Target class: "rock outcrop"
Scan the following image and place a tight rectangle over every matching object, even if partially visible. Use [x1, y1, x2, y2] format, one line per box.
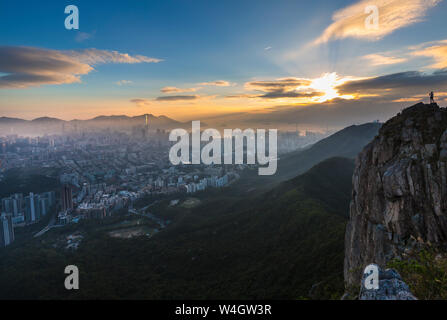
[344, 103, 447, 289]
[359, 267, 417, 300]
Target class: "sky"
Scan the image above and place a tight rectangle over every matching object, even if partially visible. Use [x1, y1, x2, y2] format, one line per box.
[0, 0, 447, 128]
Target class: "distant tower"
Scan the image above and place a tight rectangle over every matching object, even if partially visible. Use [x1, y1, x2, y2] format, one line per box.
[61, 185, 73, 211]
[0, 213, 14, 247]
[144, 114, 149, 137]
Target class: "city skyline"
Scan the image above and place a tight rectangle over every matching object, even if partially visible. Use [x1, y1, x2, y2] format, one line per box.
[0, 0, 447, 128]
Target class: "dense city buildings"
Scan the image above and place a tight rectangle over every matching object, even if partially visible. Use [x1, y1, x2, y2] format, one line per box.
[0, 213, 14, 247]
[0, 124, 323, 231]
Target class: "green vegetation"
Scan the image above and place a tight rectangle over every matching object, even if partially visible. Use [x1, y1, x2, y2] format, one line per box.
[0, 158, 354, 299]
[388, 248, 447, 300]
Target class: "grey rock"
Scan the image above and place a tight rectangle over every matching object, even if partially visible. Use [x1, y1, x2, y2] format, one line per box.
[359, 268, 417, 300]
[344, 103, 447, 288]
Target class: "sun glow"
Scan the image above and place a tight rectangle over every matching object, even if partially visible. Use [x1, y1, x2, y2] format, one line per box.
[309, 72, 355, 103]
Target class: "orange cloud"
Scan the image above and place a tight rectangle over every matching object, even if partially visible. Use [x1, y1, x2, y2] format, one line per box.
[160, 87, 199, 93]
[314, 0, 441, 44]
[0, 46, 161, 88]
[412, 40, 447, 69]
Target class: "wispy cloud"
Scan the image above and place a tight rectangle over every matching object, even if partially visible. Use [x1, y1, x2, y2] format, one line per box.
[363, 53, 408, 66]
[199, 80, 234, 87]
[67, 49, 163, 65]
[245, 78, 311, 92]
[337, 70, 447, 99]
[160, 87, 199, 93]
[155, 95, 200, 101]
[75, 31, 96, 42]
[115, 80, 133, 86]
[314, 0, 441, 44]
[130, 98, 151, 107]
[0, 46, 161, 88]
[412, 40, 447, 69]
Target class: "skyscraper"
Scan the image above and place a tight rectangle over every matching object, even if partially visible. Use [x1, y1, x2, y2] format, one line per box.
[61, 185, 73, 211]
[0, 213, 14, 247]
[25, 192, 41, 223]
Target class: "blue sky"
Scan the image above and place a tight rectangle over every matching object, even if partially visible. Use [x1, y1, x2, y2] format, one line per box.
[0, 0, 447, 129]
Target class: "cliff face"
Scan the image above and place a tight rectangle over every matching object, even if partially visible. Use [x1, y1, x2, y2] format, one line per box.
[344, 103, 447, 288]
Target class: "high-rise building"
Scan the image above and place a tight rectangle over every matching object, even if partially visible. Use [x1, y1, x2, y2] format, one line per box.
[61, 185, 73, 211]
[0, 213, 14, 247]
[25, 192, 41, 223]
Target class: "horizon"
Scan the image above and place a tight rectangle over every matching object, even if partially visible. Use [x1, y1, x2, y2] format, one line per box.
[0, 0, 447, 129]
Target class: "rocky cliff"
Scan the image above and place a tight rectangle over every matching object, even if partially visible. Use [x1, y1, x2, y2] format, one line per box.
[344, 103, 447, 289]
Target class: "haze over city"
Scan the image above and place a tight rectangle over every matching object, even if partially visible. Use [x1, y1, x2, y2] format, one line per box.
[0, 0, 447, 129]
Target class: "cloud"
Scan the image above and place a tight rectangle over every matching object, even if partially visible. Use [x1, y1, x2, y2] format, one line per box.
[412, 40, 447, 69]
[115, 80, 133, 86]
[75, 32, 95, 42]
[0, 46, 161, 88]
[130, 98, 151, 107]
[199, 80, 234, 87]
[160, 87, 199, 93]
[245, 78, 311, 92]
[337, 70, 447, 99]
[66, 49, 163, 64]
[243, 78, 323, 99]
[155, 95, 200, 101]
[258, 91, 324, 99]
[363, 53, 408, 66]
[314, 0, 441, 44]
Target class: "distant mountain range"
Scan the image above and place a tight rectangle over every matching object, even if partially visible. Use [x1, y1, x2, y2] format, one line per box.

# [Short task]
Extract every line of the items above that contains the string "cliff", matching case exactly.

# [Solution]
Target class: "cliff face"
Target class: "rocky cliff"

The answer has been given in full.